Don't Forget About The Good Chemicals

The other encouraging bit of information is that we are far from helpless when it comes to maintaining our health while eating small doses of toxic substances.  It turns out that fruits and vegetable are excellent sources of other special chemicals which help us to fight cancer and a host of other ills.  Many people turn to the poorly regulated "supplements market" to get these chemicals, but that is not necessary.  The much more natural option is simply to enjoy the diverse and relatively low cost produce which is available to us today.  The bonus is that these products taste great and also provide basic minerals, vitamins, and fiber in our diet.  I will list just five examples of the foods which help to protect us against a wide variety of chronic diseases:
  • Tomatoes: the largest dietary source of lycopene - a chemical that reduces risk of cancer, osteoporosis and cardiovascular disease
  • Grapes: resveratrol in red grapes and wine enhances cardiac health
  • Berries: berries have extremely high levels of various antioxidants that reduce the risk of cancer, improve urinary tract health, and help with memory and healthy aging
  • Asparagus: rutin in asparagus can ameliorate the effects of diabetes and lower blood pressure among other benefits after the body converts it to quercetin-3-glycoside
  • Broccoli: contains lots of vitamins A and C, but also isothiocyanates which stimulate the enzymes in the body that neutralize many potential cancer causing substances
There has probably never been a human society with such ready access to the foods that can protect health and counteract the effects of toxins - natural and man made.  That is why it is tragic when something like the "Dirty Dozen List" discourages significant numbers of people from buying fruits and vegetables.  These consumers then fail to get the very phytochemicals which could protect them - both from the trace chemicals they fear, and from the fearsome chemicals they may not even appreciate (e.g. aflatoxin).

Putting This In Perspective

I am not just saying: "Don't Worry, Be Happy."  There are very real toxic threats in the world - both man-made and natural.  We need to pay attention to what the toxicologists and public health experts tell us.  What we don't need to do is to worry inordinately about trace levels of pesticides or about low levels of most natural compounds.  What we do need to do is to eat our fruits and vegetables!

Vegetable market image from a trip I took to Switzerland a few years ago
You are invited to comment here or to email me at savage.sd@gmail.com


  1. In defense of EWG, they encourage people to buy organic those on the "Dirty Dozen" list and they explicitly state "Eat your fruits and vegetables! The health benefits of a diet rich in fruits and vegetables outweigh the risks of pesticide exposure. Use EWG's Shopper's Guide to Pesticides to reduce your exposures as much as possible, but eating conventionally-grown produce is far better than not eating fruits and vegetables at all."

    However, I'm wondering how accurate it is after reading one of your posts on the "Dirty Dozen." Its not the first time it has been questioned for accuracy either

  2. Anonymous,
    Although I'm glad that EWG says "eat your fruits and vegetables," I don't think that sort of generic, sound advice does very much to counter their main message - that you should be seriously scared about xxxx.

    It seems to me that this is in some large part a marketing tool for Organic (and the financial connection between EWG and Organic marketers is murky). I don't think it actually works very well if that is the goal. The only study I've seen on this topic suggests that the EWG's list mostly just inspires consumers to eat less produce.

    I'm glad that you have seen others questioning the "science" behind the dirty dozen list. There are many and for good reason.

Given entries
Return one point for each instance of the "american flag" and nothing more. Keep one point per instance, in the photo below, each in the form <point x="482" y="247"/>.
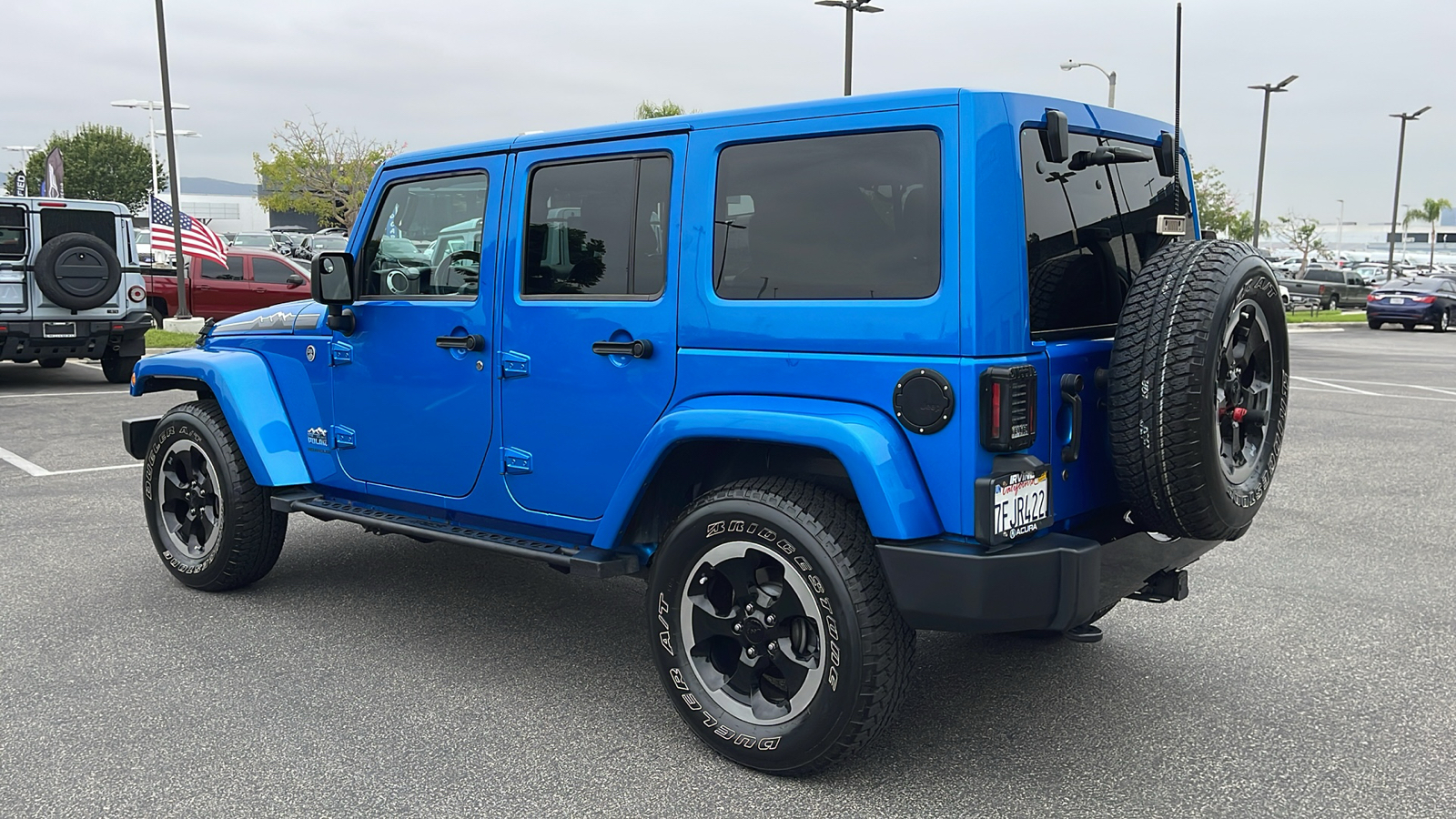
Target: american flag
<point x="197" y="239"/>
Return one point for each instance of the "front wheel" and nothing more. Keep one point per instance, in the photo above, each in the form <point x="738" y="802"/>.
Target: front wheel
<point x="776" y="637"/>
<point x="210" y="522"/>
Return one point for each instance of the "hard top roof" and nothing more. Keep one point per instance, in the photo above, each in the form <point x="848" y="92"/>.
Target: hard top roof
<point x="1018" y="106"/>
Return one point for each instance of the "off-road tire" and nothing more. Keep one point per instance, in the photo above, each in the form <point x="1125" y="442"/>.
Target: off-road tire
<point x="249" y="531"/>
<point x="1164" y="389"/>
<point x="866" y="646"/>
<point x="118" y="368"/>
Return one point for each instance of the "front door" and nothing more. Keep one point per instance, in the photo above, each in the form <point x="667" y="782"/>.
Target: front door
<point x="412" y="383"/>
<point x="589" y="331"/>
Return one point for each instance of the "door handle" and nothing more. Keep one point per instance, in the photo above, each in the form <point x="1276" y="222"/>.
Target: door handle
<point x="472" y="343"/>
<point x="638" y="349"/>
<point x="1072" y="397"/>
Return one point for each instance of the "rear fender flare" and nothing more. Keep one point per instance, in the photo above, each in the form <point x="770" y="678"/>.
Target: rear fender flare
<point x="871" y="446"/>
<point x="249" y="398"/>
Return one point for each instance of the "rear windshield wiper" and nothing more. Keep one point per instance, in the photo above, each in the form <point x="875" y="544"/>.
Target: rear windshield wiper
<point x="1108" y="155"/>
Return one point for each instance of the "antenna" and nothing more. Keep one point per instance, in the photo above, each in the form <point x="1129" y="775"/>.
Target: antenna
<point x="1178" y="106"/>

Work instruction A
Answer these questions using the produce article:
(i) Which food is named as the largest dietary source of lycopene?
(ii) According to the section "Putting This In Perspective," whose advice do we need to pay attention to?
(iii) Where was the vegetable market image taken?
Work instruction B
Repeat word for word the stretch of the produce article that starts with "1. In defense" and finishes with "scared about xxxx.".

Exercise solution A
(i) Tomatoes.
(ii) The toxicologists and public health experts.
(iii) On a trip to Switzerland a few years ago.

Exercise solution B
1. In defense of EWG, they encourage people to buy organic those on the "Dirty Dozen" list and they explicitly state "Eat your fruits and vegetables! The health benefits of a diet rich in fruits and vegetables outweigh the risks of pesticide exposure. Use EWG's Shopper's Guide to Pesticides to reduce your exposures as much as possible, but eating conventionally-grown produce is far better than not eating fruits and vegetables at all."

    However, I'm wondering how accurate it is after reading one of your posts on the "Dirty Dozen." Its not the first time it has been questioned for accuracy either

  2. Anonymous,
    Although I'm glad that EWG says "eat your fruits and vegetables," I don't think that sort of generic, sound advice does very much to counter their main message - that you should be seriously scared about xxxx.